▶ AIM OF THE TASK
Before copying, set aside the pictures; then restate exactly the lines from the one with "Q: Locate the mahogany" through the last line of the records.

Image point grounding data
━━━━━━━━
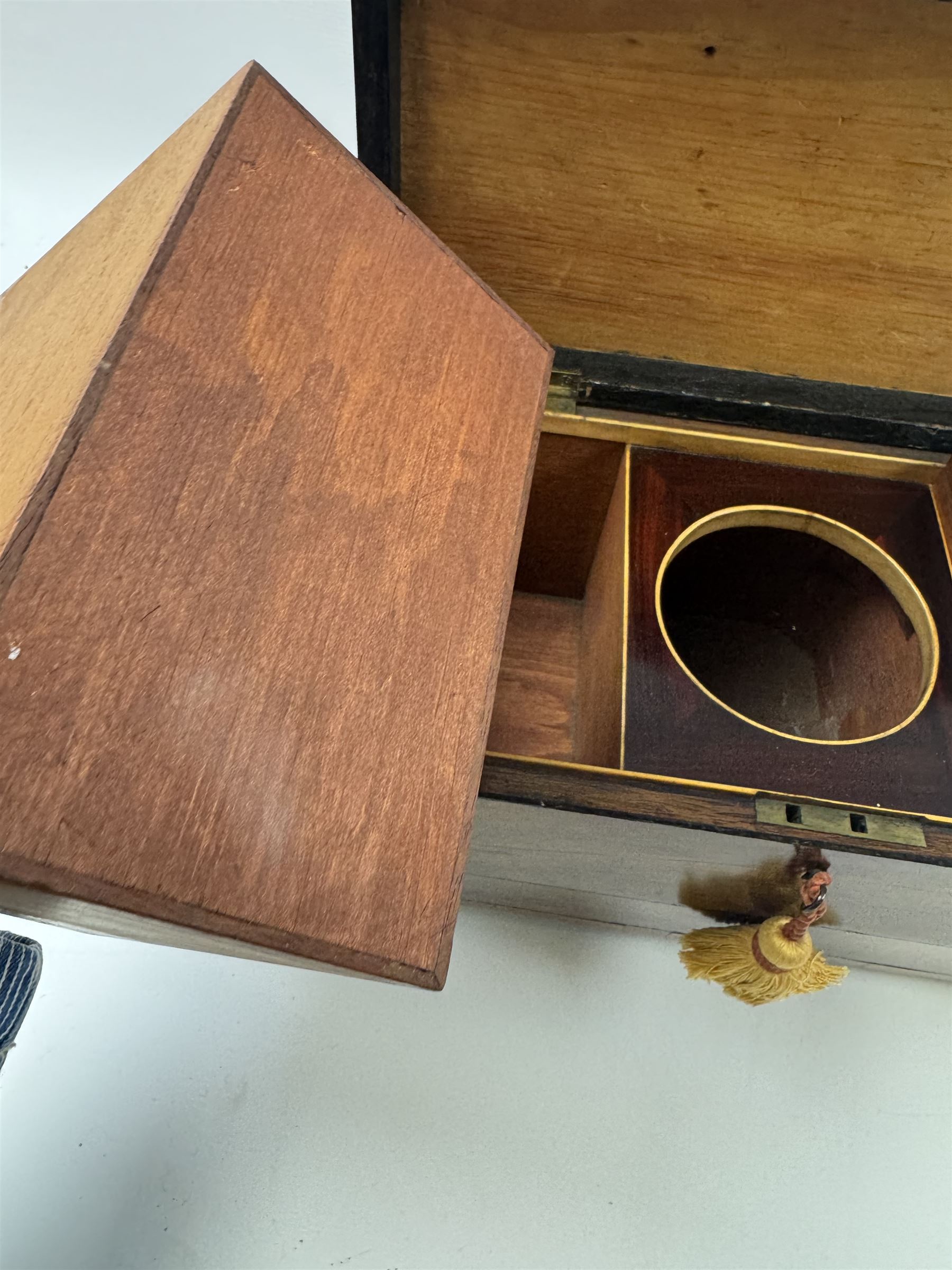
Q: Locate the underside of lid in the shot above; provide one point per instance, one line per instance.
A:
(735, 185)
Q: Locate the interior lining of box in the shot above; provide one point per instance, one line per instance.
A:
(563, 677)
(560, 685)
(700, 182)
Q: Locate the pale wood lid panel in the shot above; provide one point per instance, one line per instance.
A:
(262, 619)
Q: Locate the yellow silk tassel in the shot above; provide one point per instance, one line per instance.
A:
(785, 967)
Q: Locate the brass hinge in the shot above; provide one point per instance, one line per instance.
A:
(564, 393)
(857, 823)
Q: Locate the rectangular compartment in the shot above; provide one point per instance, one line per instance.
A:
(560, 684)
(589, 678)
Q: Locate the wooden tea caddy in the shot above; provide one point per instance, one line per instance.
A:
(262, 564)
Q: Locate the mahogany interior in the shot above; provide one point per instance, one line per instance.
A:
(792, 633)
(560, 684)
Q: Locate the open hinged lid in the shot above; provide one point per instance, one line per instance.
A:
(270, 448)
(730, 185)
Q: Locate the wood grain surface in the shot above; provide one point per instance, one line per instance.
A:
(572, 488)
(261, 621)
(598, 733)
(62, 324)
(739, 185)
(674, 729)
(535, 706)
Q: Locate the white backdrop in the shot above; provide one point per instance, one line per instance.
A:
(569, 1102)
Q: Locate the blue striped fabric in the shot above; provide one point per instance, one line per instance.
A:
(21, 963)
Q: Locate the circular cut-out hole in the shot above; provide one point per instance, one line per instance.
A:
(798, 624)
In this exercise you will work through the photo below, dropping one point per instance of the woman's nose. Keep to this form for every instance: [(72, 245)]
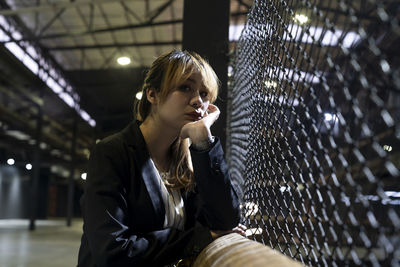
━━━━━━━━
▶ SOLUTION
Q: Locate the mahogany interior in the shot above; provide one point per instance, one line per instance.
A:
(792, 633)
(560, 684)
Q: Locate the open hinged lid in the shot above; provide one point per instance, one line per instance.
A:
(270, 448)
(730, 185)
Q: Locate the wood grain surface in the shot above; provide one point per instance, one line per instance.
A:
(572, 488)
(261, 621)
(598, 733)
(62, 324)
(739, 185)
(674, 729)
(535, 706)
Q: Locate the white backdrop in the shot above; provide one point per instance, one line per instance.
A:
(569, 1102)
Q: Locate the blue striped fabric in the shot above; provide one point per instance, one line per instance.
A:
(21, 963)
Q: Locate the circular cut-out hole in the shot above; provide one point per instance, one line per instance.
A:
(798, 624)
In this exercise you will work through the photo below, dropping one point per instance of the woman's nose. Keep to this form for every instance: [(72, 245)]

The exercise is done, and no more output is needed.